EXERCISE GOAL
Extract the records in full, leaving every picture out.

EXERCISE MATERIALS

++++++++++++++++++++

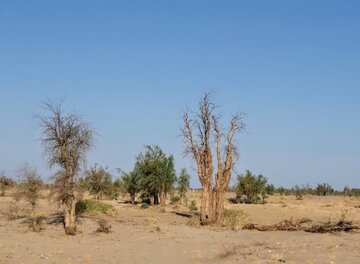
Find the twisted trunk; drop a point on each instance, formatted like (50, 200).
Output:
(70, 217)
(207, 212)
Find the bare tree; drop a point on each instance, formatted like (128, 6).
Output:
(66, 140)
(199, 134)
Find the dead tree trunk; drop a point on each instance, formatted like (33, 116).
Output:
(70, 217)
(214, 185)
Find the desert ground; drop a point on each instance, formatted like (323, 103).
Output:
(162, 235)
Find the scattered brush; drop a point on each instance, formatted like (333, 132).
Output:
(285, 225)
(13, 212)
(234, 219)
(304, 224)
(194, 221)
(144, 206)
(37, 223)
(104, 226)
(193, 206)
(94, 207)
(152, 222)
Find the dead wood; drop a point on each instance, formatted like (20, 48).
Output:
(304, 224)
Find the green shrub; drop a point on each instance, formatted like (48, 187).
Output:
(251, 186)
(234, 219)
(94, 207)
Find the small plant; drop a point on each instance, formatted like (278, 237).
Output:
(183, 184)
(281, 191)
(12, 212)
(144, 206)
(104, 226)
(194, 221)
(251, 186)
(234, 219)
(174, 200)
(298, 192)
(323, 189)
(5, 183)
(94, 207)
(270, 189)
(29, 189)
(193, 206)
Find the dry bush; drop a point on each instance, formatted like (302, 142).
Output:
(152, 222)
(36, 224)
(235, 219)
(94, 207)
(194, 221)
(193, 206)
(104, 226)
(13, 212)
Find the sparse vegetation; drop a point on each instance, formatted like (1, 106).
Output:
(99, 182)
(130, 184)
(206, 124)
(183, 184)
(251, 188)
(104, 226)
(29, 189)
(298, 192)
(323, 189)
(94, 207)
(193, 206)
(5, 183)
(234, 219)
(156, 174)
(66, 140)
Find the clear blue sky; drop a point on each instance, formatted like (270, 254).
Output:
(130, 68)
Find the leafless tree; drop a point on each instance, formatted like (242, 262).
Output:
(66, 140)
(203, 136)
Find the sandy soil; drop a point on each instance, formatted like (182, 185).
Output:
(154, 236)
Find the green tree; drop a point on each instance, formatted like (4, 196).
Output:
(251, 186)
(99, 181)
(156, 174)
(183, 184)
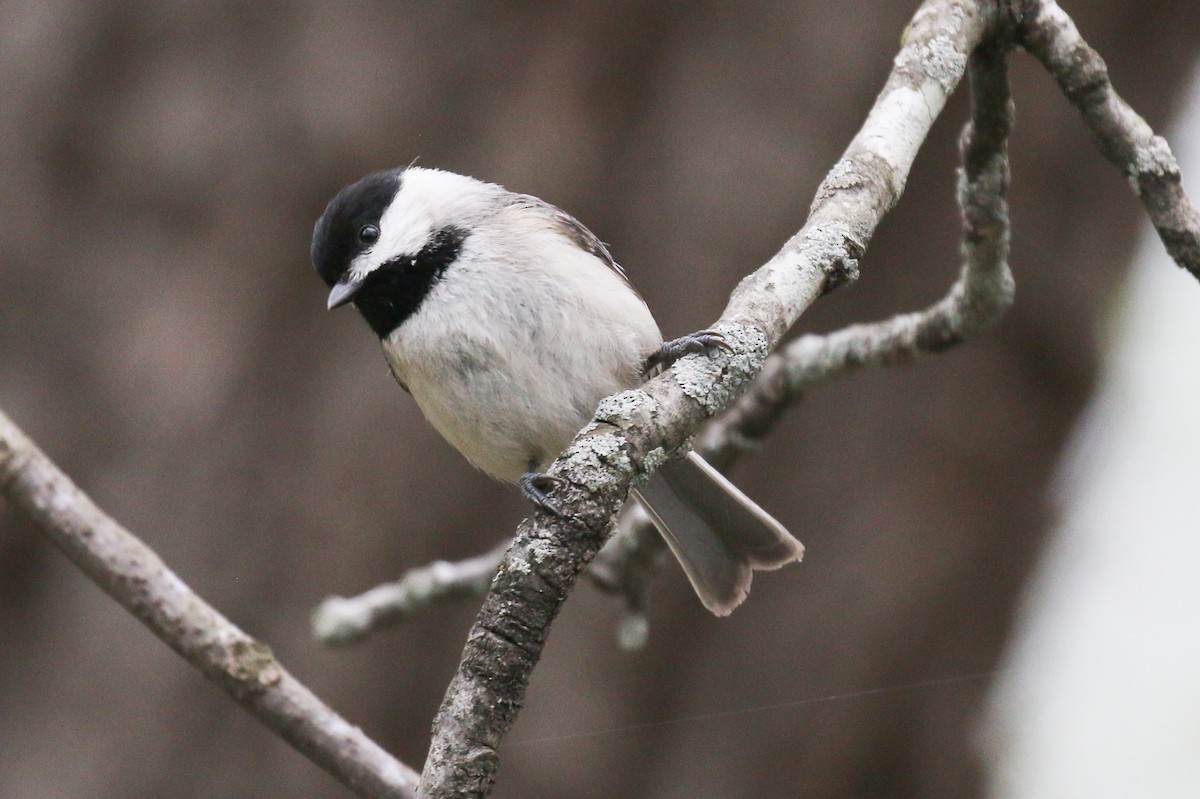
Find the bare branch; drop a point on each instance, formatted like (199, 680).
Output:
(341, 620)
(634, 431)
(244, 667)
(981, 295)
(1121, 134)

++++++++++++++++++++

OUTPUT OF THE EXERCISE
Find the twisted trunk; drop a point on each instance, formatted like (50, 200).
Output:
(70, 217)
(207, 212)
Find the bare tree; drop a point on each instance, formatted like (128, 6).
Output:
(66, 140)
(199, 134)
Find the dead tree trunk; drop a point on each instance, formatted like (33, 116).
Output:
(70, 217)
(214, 185)
Find the desert ground; drop a point on each instance, formatted like (323, 103).
Output:
(162, 235)
Find the scattered brush; drop a point on each instance, formatted like (333, 132).
Output:
(285, 225)
(13, 212)
(234, 219)
(304, 224)
(194, 221)
(144, 206)
(37, 223)
(104, 226)
(193, 206)
(94, 207)
(152, 222)
Find the dead wood; drop a point on each instance, formatted like (20, 48).
Output:
(304, 224)
Find the green shrub; drop a point on each instance, formatted like (48, 187).
Output:
(251, 186)
(234, 219)
(94, 207)
Find the small plant; drop a point on each instance, formatted like (278, 237).
Output:
(183, 184)
(281, 191)
(12, 212)
(144, 206)
(104, 226)
(194, 221)
(251, 186)
(234, 219)
(174, 200)
(298, 192)
(323, 189)
(5, 183)
(94, 207)
(270, 189)
(29, 189)
(193, 206)
Find the dry bush; drop a point on each instance, formatted like (302, 142).
Output:
(152, 222)
(36, 224)
(235, 219)
(94, 207)
(194, 221)
(193, 206)
(104, 226)
(13, 212)
Find the sparse vegetation; drop a point on each instance, formatted like (1, 106).
Output:
(99, 182)
(130, 184)
(206, 124)
(183, 184)
(251, 188)
(104, 226)
(29, 189)
(298, 192)
(323, 189)
(94, 207)
(193, 206)
(5, 183)
(234, 219)
(156, 174)
(66, 140)
Find the clear blue sky; drop a point on each instance, formatted like (270, 254).
Output:
(130, 68)
Find the leafless tree; drop a point on each instance, formatted like (242, 262).
Output:
(66, 140)
(203, 136)
Find the sandy soil; drop a point on each instance, formatted like (182, 185).
Output:
(154, 236)
Find the green tree; drop a point on each instance, formatted like (4, 196).
Output:
(251, 186)
(99, 181)
(156, 174)
(183, 184)
Find the bare branch; drop a point on each instance, formatted like (199, 680).
Output:
(341, 620)
(634, 431)
(244, 667)
(981, 295)
(1121, 134)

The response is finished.